━━━━━ Okuma metni

19 Mayıs 2019 Pazar

FÂTİHA-İ ŞERÎFE’NİN AZAMETİ



قَالَ رَسُولُ اللهِ صَلَّى اللهُ عَلَيْهِ وَسَلَّمَ: خَمْسُ خِصَالٍ يُفَطِّرْنَ الصَّائِمَ وَيَنْقُضْنَ الْوُضُوءَ: اَلْكَذِبُ وَالْغِيْبَةُ وَالنَّمِيمَةُ وَالنَّظَرُ بِشَهْوَةٍ وَالْيَمِينُ الْكَاذِبَةُ. (فيض)
رسول الله  أفندمز  ( )  ،"  بش حصلت واردر كى اوروجلويه إفطار أتديرير و عبدستى بوزار ( اوروجون و او عبدستله يابلان عبادتين ثوابنى أكسلتر ) يالان سويلمك ، غيبت أتمك ، لاف طاشمق ، شهوتله باقمق و يالان يره يمين أتمكدر ."
Resûlullah Efendimiz sallallâhü aleyhi ve sellem buyurdular: “Beş haslet vardır ki oruçluya iftar ettirir ve abdesti bozar (orucun ve o abdestle yapılan ibâdetin sevâbını eksiltir): Yalan söylemek, gıybet etmek, laf taşımak, şehvetle bakmak ve yalan yere yemin etmektir.” 
(Feyzü’l-Kadîr)

━━━━━━━━━━

__Görev A__:
Hadis metninden "FÂTİHA-İ ŞERÎFE’NİN AZAMETİ" ile başlayıp "(Feyzü’l-Kadîr)" ifadesine kadar süren kısmı aynen çıkarır mısın?
__Görev B__:
Hadis metnine göre oruçluya iftar ettiren ve abdesti bozan hasletler nelerdir?
__Görev C__:
Hadis metnini kaldığı yerden devam ettirir misin?

━━━━━ Veri listesi

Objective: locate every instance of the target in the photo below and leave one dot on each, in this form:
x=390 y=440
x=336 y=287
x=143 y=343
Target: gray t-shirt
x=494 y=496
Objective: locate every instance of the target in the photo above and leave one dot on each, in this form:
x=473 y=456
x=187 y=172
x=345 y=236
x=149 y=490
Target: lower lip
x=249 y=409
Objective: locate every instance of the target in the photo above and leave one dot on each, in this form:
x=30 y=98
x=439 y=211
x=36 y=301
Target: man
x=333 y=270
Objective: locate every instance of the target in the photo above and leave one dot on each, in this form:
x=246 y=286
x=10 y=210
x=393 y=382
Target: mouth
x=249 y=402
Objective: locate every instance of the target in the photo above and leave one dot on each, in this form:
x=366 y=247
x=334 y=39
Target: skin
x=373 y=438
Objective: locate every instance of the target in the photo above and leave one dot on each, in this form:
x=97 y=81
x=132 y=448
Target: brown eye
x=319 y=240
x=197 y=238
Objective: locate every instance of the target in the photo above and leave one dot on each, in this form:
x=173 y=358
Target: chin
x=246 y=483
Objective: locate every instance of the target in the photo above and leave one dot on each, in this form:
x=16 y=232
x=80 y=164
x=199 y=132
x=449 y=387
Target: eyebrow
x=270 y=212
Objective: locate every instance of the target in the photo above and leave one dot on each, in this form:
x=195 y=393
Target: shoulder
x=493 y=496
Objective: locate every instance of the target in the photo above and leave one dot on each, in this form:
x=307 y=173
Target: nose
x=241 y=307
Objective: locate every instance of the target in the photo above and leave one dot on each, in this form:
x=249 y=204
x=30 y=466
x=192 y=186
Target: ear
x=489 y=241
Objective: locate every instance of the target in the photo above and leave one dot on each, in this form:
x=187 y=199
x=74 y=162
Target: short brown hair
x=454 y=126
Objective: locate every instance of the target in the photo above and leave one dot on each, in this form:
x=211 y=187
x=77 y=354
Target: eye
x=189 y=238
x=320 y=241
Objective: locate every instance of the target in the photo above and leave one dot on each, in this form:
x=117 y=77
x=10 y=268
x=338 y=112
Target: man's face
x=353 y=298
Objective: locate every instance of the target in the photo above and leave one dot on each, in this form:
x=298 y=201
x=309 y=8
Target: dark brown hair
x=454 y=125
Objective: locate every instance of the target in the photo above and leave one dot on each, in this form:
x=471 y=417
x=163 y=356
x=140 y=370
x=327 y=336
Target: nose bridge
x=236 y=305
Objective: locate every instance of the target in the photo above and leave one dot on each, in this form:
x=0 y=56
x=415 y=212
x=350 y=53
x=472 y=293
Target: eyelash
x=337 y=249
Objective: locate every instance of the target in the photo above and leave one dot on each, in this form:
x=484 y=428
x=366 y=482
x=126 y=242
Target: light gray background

━━━━━━━━━━

__Sonuç A__:
FÂTİHA-İ ŞERÎFE’NİN AZAMETİ



قَالَ رَسُولُ اللهِ صَلَّى اللهُ عَلَيْهِ وَسَلَّمَ: خَمْسُ خِصَالٍ يُفَطِّرْنَ الصَّائِمَ وَيَنْقُضْنَ الْوُضُوءَ: اَلْكَذِبُ وَالْغِيْبَةُ وَالنَّمِيمَةُ وَالنَّظَرُ بِشَهْوَةٍ وَالْيَمِينُ الْكَاذِبَةُ. (فيض)
رسول الله  أفندمز  ( )  ،"  بش حصلت واردر كى اوروجلويه إفطار أتديرير و عبدستى بوزار ( اوروجون و او عبدستله يابلان عبادتين ثوابنى أكسلتر ) يالان سويلمك ، غيبت أتمك ، لاف طاشمق ، شهوتله باقمق و يالان يره يمين أتمكدر ."
Resûlullah Efendimiz sallallâhü aleyhi ve sellem buyurdular: “Beş haslet vardır ki oruçluya iftar ettirir ve abdesti bozar (orucun ve o abdestle yapılan ibâdetin sevâbını eksiltir): Yalan söylemek, gıybet etmek, laf taşımak, şehvetle bakmak ve yalan yere yemin etmektir.” 
(Feyzü’l-Kadîr)

__Sonuç B__:
Yalan söylemek, gıybet etmek, laf taşımak, şehvetle bakmak ve yalan yere yemin etmek.

__Sonuç C__:
Hicrî:   13  Ramazan   1440  Fazilet Takvimi   

FÂTİHA-İ ŞERÎFE’NİN AZAMETİ

Ebû Saîd İbn-i Muallâ (radıyallâhü anh) şöyle rivâyet etmiştir:
Mescidde namaz kıldığım bir esnada Resûlullah (sallallâhü aleyhi ve sellem) beni çağırmıştı. Ben de icâbet edememiştim. (Namazdan sonra vardığımda):
Yâ Resûlallah, namaz kılıyordum (geç icâbet ettim) diye özrümü arz ettim. Bunun üzerine Resûlullah (s.a.v.):
Allâhü Teâlâ: “Ey müminler, Resûlullah sizi kendinize hayat verecek şeylere davet ettiği zaman Allâh’a ve Resûlüne icâbet ediniz...” (Enfâl Sûresi, âyet 24) buyurmadı mı? dedi. Sonra Resûlullah (s.a.v.) bana:
Ey Ebû Saîd, sen bu mescidden çıkmadan önce sana muhakkak bir sûre öğreteceğim ki o, Kur’ân’daki sûrelerin (sevâb cihetiyle) en büyüğüdür, buyurdu. Sonra elimi tuttu. Mescidden çıkmak istediği sırada ben:
Yâ Resûlallah! Sana bir sûre öğreteceğim ki o, Kur’ân’daki sûrelerin en büyüğüdür, buyurmadınız mı? dedim. Resûlullah (s.a.v.):
O sûre “Elhamdü lillâhi rabbi’l-‘âlemîn...”dir ki Seb’u’l-mesânî (namazlarda tekrar olunan yedi âyet) ve bana ihsan olunan Kur’ân-ı Azîm’dir” buyurdu.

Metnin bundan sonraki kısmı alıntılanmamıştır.